Data to examine ▸
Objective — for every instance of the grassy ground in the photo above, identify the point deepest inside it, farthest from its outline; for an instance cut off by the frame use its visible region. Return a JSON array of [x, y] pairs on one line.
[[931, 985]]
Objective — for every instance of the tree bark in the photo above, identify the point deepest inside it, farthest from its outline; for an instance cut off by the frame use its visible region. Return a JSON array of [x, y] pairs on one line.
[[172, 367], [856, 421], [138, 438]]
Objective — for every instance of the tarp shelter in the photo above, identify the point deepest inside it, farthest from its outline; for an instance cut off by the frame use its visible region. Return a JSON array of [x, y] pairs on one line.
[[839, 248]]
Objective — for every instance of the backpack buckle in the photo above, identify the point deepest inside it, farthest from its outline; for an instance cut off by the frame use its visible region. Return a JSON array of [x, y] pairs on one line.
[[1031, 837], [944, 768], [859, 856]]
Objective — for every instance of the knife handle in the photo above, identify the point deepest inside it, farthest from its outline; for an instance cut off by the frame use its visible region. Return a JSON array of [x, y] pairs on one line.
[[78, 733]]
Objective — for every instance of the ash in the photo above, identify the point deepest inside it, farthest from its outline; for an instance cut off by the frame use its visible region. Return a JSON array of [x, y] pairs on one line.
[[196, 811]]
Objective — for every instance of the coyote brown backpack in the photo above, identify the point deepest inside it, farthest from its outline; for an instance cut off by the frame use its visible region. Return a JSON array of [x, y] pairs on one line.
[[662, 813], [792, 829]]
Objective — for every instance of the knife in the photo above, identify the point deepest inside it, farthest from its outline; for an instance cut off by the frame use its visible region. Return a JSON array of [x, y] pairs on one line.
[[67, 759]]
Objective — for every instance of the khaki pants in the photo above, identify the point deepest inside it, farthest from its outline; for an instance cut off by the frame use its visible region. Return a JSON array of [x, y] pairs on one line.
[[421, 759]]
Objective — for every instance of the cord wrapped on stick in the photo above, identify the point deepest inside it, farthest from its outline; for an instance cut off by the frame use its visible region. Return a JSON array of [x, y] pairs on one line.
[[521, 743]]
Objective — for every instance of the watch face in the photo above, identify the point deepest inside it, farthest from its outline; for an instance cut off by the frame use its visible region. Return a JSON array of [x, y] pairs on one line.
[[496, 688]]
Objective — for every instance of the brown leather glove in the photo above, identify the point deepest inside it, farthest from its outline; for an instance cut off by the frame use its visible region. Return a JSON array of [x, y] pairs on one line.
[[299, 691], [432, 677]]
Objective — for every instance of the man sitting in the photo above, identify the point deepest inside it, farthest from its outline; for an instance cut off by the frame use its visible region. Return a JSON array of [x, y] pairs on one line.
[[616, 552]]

Problem requirements ▸ Look for "Objective — for every instance of the watch" in the records. Write out its line and every later line through the end exactly, with nothing more.

Written response ▸
Objective — for every instance of the watch face in the photo above, identify the point deepest inside it, farthest from its outline; for an instance cut off by the frame use its visible region. Return a JSON array of [x, y] pairs on one line.
[[496, 688]]
Objective — for every instance of the brown leather glove in the photo above, identify the point deepest inside it, farthest from its outline; for an instance cut off by the frame use its visible region. Return a JSON array of [x, y] pairs on one line.
[[299, 691], [432, 677]]
Objective — for every instance of the man sitting in the photo above, identify the point deepest inside it, farthest from its outline; for an instance cut off by the frame use its visible region. Return a JSON array of [x, y] pairs on one line.
[[616, 552]]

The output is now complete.